Stored data entries
--------------------------------------------------

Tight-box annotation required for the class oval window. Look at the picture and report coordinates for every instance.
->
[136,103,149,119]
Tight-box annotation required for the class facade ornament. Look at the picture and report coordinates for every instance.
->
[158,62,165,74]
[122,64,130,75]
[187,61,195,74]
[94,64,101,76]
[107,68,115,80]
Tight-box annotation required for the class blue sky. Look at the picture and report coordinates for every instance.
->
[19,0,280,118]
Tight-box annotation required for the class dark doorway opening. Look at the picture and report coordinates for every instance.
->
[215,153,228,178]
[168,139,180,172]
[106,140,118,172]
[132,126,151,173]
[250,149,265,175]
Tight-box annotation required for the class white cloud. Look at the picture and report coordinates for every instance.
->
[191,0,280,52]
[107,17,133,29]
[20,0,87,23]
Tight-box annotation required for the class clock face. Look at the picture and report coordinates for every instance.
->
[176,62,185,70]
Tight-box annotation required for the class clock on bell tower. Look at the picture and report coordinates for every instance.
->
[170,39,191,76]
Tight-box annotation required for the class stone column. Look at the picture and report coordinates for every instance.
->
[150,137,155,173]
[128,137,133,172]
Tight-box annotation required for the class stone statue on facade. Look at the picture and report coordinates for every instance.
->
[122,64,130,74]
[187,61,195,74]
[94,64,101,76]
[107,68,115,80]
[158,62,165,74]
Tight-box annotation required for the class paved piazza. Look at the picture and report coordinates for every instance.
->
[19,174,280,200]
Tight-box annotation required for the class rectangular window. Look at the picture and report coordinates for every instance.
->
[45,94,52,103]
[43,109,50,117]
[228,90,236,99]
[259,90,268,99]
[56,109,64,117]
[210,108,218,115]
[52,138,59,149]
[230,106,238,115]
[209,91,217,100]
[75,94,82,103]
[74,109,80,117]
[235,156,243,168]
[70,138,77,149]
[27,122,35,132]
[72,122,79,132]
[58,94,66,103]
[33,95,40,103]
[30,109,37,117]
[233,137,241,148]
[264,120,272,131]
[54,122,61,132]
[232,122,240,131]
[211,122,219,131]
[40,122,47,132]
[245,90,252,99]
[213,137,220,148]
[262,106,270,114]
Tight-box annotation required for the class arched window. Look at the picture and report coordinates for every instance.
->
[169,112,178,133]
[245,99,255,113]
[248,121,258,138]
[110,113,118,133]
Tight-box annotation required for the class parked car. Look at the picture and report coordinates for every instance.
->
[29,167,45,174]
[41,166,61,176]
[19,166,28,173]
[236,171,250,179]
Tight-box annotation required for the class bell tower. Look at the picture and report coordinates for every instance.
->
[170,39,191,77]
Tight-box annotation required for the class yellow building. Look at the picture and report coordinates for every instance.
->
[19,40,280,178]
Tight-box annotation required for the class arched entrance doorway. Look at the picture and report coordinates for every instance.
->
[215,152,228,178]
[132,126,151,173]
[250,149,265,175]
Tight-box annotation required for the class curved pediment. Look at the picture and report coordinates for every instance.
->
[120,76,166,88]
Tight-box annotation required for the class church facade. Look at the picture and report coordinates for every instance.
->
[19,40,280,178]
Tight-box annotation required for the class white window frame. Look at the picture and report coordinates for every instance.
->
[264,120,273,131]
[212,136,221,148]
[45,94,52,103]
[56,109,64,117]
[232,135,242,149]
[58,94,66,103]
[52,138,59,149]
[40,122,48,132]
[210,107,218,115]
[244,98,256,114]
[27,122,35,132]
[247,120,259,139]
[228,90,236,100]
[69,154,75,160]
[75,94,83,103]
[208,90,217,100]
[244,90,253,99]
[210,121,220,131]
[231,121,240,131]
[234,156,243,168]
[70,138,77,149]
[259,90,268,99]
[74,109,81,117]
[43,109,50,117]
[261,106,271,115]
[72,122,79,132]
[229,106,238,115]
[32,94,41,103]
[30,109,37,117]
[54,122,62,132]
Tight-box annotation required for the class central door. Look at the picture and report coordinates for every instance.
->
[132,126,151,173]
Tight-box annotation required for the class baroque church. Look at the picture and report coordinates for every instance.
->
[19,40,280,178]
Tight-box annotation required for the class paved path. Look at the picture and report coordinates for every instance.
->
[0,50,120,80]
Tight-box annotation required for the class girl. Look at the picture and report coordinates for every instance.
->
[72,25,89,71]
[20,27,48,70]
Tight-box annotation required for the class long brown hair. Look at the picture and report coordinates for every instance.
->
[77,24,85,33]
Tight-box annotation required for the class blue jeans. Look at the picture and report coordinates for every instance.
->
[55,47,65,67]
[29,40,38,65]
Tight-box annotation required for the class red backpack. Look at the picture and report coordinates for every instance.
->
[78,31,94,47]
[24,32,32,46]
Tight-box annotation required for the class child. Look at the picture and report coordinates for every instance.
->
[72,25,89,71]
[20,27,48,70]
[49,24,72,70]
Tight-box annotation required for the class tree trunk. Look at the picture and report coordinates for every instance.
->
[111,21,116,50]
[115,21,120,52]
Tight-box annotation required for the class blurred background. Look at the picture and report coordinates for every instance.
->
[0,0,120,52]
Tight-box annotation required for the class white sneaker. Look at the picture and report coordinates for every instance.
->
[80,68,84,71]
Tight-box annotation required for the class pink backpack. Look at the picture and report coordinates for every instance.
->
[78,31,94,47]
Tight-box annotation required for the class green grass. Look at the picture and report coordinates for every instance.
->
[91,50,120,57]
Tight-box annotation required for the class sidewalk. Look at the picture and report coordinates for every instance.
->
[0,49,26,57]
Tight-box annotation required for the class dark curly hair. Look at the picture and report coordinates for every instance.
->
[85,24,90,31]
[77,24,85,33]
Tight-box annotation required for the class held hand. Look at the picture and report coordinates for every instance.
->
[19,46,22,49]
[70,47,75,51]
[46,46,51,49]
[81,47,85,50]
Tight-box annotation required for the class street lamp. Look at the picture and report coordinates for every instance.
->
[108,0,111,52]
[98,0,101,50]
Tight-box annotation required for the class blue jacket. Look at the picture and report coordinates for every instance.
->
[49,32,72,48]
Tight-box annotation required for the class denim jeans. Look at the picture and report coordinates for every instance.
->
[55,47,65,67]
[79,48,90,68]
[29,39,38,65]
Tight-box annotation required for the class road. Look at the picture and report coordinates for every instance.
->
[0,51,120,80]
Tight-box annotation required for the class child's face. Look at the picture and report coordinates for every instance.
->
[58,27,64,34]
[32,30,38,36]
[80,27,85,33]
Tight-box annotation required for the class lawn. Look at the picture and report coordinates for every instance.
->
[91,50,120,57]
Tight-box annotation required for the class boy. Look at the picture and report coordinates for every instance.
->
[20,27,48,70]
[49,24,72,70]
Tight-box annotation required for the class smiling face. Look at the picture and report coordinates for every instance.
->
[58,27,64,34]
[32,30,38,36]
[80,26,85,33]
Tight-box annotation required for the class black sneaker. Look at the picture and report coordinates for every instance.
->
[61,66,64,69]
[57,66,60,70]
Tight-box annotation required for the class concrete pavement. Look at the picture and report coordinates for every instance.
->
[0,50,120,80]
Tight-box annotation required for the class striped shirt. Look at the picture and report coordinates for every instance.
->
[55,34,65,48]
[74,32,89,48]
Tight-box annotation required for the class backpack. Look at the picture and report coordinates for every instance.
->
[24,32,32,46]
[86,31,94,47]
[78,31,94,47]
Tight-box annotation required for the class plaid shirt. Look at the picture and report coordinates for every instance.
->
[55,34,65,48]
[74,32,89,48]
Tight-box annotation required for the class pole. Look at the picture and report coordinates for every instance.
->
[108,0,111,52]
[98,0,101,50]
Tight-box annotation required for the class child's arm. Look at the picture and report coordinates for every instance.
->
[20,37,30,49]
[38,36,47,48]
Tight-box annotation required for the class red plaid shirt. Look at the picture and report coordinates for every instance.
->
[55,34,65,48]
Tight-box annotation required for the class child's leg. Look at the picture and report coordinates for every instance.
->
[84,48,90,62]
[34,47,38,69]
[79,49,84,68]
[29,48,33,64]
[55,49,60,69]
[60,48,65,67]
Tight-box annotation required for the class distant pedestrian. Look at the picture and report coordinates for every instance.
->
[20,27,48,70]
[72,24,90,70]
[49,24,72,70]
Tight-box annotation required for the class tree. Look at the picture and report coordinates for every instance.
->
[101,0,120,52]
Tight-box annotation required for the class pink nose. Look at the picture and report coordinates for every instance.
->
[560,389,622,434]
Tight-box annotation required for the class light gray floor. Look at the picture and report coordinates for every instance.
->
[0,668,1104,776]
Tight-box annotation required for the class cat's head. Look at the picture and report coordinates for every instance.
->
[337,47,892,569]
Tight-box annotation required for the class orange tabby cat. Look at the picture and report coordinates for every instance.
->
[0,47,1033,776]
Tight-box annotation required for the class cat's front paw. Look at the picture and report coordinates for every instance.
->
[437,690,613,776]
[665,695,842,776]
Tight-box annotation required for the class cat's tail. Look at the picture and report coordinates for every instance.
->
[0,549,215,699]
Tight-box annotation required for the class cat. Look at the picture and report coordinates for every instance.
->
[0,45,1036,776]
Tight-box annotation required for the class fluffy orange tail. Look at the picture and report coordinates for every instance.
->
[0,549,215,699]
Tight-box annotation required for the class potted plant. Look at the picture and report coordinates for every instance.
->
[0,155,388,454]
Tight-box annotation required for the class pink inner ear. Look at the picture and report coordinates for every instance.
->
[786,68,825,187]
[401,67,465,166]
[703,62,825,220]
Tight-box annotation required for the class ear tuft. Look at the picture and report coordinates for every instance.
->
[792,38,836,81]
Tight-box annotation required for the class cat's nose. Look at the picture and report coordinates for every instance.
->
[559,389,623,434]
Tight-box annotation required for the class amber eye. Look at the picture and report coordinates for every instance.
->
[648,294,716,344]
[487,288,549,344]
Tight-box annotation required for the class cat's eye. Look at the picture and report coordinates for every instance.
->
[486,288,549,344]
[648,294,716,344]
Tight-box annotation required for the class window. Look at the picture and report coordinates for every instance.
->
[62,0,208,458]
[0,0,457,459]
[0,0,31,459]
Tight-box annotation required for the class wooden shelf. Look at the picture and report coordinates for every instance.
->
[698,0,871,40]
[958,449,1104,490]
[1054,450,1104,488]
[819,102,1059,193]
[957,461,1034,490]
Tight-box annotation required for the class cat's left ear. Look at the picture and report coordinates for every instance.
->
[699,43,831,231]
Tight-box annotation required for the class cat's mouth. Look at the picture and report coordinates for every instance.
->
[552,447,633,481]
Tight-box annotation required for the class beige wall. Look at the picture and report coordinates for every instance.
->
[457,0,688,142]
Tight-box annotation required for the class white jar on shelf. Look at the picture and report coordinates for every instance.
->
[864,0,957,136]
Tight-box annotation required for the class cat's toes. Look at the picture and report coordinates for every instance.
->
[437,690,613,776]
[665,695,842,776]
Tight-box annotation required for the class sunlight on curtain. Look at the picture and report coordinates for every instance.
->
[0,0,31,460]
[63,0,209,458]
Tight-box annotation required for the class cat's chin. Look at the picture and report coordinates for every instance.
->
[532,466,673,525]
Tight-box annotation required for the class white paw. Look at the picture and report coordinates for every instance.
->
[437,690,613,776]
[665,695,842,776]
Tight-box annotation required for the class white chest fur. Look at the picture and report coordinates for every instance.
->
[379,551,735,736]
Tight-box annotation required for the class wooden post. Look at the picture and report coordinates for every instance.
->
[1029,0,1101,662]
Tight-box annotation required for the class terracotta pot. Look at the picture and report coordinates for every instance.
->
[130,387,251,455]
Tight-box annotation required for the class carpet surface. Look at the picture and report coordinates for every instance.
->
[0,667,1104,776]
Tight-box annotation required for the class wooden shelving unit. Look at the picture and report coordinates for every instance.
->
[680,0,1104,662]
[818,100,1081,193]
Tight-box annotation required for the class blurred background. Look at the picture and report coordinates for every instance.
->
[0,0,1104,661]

--------------------------------------------------

• **Given exercise**: Can you copy out the part that opens with the line containing "Tight-box annotation required for the class white chest" and runs through the end of the records, keeping every line's wording intact but multiplying each box coordinate by 0.6 and rounding it to a whole number, with halves rounded up?

• **Output of the exercise**:
Tight-box annotation required for the class white chest fur. Look at the picture and report coordinates for every instance.
->
[227,331,441,442]
Tight-box annotation required for the class wooden post. Look at the picture and report coordinates for every instance.
->
[617,0,661,397]
Tight-box annotation required for the class terracotta pot. Look at the picture and report coordinates for every instance.
->
[78,232,151,273]
Tight-box annotation required for the class carpet surface. Look at the picture and report coordinates for every instance.
->
[0,400,662,466]
Tight-box annotation required for the class wooden shelving unit. Look at the picture and report coordinates for every instance.
->
[408,0,662,397]
[491,60,649,116]
Tight-box annotation required for the class blurred background. Look at the picture and report coordinates for every instance.
->
[0,0,662,397]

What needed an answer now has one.